### Written exercise
Could you swap "one marker per instance" for "a single point for each instance" throughout the lines below and return them with nothing else altered?

═══ Record list

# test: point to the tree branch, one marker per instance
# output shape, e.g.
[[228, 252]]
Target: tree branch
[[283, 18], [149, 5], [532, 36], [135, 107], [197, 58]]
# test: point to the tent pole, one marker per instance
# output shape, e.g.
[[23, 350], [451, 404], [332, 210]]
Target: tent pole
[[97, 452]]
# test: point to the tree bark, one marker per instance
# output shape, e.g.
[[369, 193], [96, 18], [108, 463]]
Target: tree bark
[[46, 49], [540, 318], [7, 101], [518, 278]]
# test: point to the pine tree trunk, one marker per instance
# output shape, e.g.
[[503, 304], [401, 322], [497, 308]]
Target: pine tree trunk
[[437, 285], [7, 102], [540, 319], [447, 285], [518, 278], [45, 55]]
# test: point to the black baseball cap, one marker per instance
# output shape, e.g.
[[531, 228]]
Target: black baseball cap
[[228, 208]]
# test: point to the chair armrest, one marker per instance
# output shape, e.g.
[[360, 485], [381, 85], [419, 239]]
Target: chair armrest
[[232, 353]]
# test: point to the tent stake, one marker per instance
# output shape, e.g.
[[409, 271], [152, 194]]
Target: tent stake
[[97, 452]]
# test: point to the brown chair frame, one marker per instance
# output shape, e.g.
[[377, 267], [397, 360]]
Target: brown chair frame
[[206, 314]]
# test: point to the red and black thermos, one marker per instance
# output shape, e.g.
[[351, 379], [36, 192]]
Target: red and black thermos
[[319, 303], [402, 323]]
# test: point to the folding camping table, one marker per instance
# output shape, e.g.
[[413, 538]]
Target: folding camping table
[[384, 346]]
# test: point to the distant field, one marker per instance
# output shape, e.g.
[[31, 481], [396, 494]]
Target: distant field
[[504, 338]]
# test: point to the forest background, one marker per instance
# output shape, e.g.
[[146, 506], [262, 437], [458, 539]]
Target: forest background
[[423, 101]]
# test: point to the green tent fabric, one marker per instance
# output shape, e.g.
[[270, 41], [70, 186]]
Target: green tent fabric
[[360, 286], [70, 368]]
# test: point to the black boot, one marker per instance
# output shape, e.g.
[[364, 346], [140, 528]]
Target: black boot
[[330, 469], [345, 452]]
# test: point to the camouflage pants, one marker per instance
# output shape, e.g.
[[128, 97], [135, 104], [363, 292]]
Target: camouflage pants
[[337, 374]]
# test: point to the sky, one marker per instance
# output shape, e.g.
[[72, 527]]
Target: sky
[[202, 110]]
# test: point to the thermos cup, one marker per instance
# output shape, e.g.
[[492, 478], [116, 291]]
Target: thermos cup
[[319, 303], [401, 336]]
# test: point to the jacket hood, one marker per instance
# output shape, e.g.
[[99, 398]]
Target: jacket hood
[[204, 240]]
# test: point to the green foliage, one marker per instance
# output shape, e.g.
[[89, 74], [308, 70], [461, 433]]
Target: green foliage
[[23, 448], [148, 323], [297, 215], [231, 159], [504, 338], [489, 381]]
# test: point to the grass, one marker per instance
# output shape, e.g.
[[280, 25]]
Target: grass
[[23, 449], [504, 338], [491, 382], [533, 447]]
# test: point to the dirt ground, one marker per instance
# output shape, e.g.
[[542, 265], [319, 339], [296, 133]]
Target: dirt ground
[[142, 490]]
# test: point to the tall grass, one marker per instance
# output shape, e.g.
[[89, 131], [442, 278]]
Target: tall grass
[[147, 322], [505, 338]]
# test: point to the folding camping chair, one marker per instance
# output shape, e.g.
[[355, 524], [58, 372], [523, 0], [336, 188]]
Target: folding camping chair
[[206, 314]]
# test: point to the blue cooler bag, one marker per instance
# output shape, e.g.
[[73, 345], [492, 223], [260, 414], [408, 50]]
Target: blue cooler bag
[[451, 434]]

══════

### Result of the task
# test: point to the tree branch, a single point for each instance
# output shape, e.g.
[[228, 252]]
Target: tree branch
[[283, 18], [149, 5], [532, 36], [135, 107], [197, 58]]
# test: point to the tent pole, a single point for each instance
# output shape, e.g.
[[23, 350], [451, 404], [332, 210]]
Target: tent pole
[[97, 452]]
# test: point to the tree bark, a single point for each instance
# output shape, e.g.
[[369, 193], [96, 18], [108, 463]]
Target: tree bark
[[46, 49], [540, 318], [7, 101], [518, 278]]
# test: point to the pine tree trunk, a single point for each instance
# output shape, e.g.
[[503, 304], [401, 322], [497, 308]]
Target: pine tree trunk
[[437, 285], [7, 102], [540, 319], [447, 285], [518, 278], [45, 55]]
# test: point to the black baseball cap, a single point for each instance
# output shape, e.g.
[[531, 228]]
Target: black baseball cap
[[228, 208]]
# test: point to the chair armrest, a single point for each instance
# output shape, e.g.
[[360, 485], [381, 85], [419, 239]]
Target: chair armrest
[[232, 353]]
# test: point to the tent stake, a single point for each instance
# output shape, e.g.
[[409, 271], [152, 194]]
Target: tent stake
[[97, 452]]
# test: point to the brown chair frame, a single point for each instance
# output shape, e.g.
[[377, 267], [397, 360]]
Target: brown chair frame
[[206, 314]]
# test: point to the red and black thermos, a single point for each instance
# output shape, e.g.
[[351, 379], [36, 192]]
Target: red and black thermos
[[319, 303], [402, 323]]
# test: point to the folding camping table, a single point for each instance
# output shape, e.g.
[[413, 538]]
Target: folding camping table
[[384, 346]]
# test: point to the distant field, a single point for each instance
# output shape, e.g.
[[31, 481], [396, 494]]
Target: distant field
[[504, 338]]
# test: point to the forest background, a single point for each instance
# output shape, e.g.
[[146, 506], [262, 437], [458, 539]]
Target: forest background
[[423, 101]]
# test: point to the green tent fabric, a single point for each instance
# output shape, e.g.
[[270, 41], [70, 186]]
Target: green tent fabric
[[360, 286], [70, 368]]
# test: point to the black boot, a single point for each instance
# output shape, e.g.
[[364, 346], [140, 528]]
Target: black boot
[[330, 469], [345, 452]]
# test: point to the camouflage pants, a single point for each instance
# output shape, e.g.
[[128, 97], [135, 104], [363, 292]]
Target: camouflage pants
[[337, 374]]
# test: point to the sky, a single point for each instance
# output shape, e.g.
[[72, 527]]
Target: sky
[[202, 110]]
# test: point to the thermos cup, a single point for each instance
# output shape, e.g.
[[492, 478], [116, 291]]
Target: thermos cup
[[319, 303], [401, 336]]
# test: point to the jacket hood, a single point for each instance
# output shape, e.g.
[[99, 398]]
Target: jacket hood
[[204, 240]]
# test: point to the green foliage, a single point for each instance
# output shape, e.g.
[[89, 74], [308, 70], [461, 433]]
Target: green foliage
[[23, 448], [148, 323], [297, 215], [231, 159], [504, 338], [489, 381]]
# test: point to the grass, a single point for each instance
# output shape, e.g.
[[280, 25]]
Target: grass
[[23, 449], [504, 338], [491, 382], [533, 447]]
# test: point to the dirt ground, a single point for each instance
# output shape, e.g.
[[542, 265], [319, 339], [296, 133]]
Target: dirt ground
[[142, 490]]
# test: point to the tall grass, a single point for each instance
# output shape, e.g.
[[89, 131], [442, 278]]
Target: tall grass
[[147, 322], [505, 338]]
# test: point to the folding camping chair, a single point for each instance
# output shape, e.g.
[[355, 524], [58, 372], [523, 0], [336, 188]]
Target: folding camping chair
[[206, 314]]
# test: point to the blue cooler bag, a single point for each instance
# output shape, e.g.
[[73, 345], [492, 223], [260, 414], [408, 50]]
Target: blue cooler bag
[[451, 434]]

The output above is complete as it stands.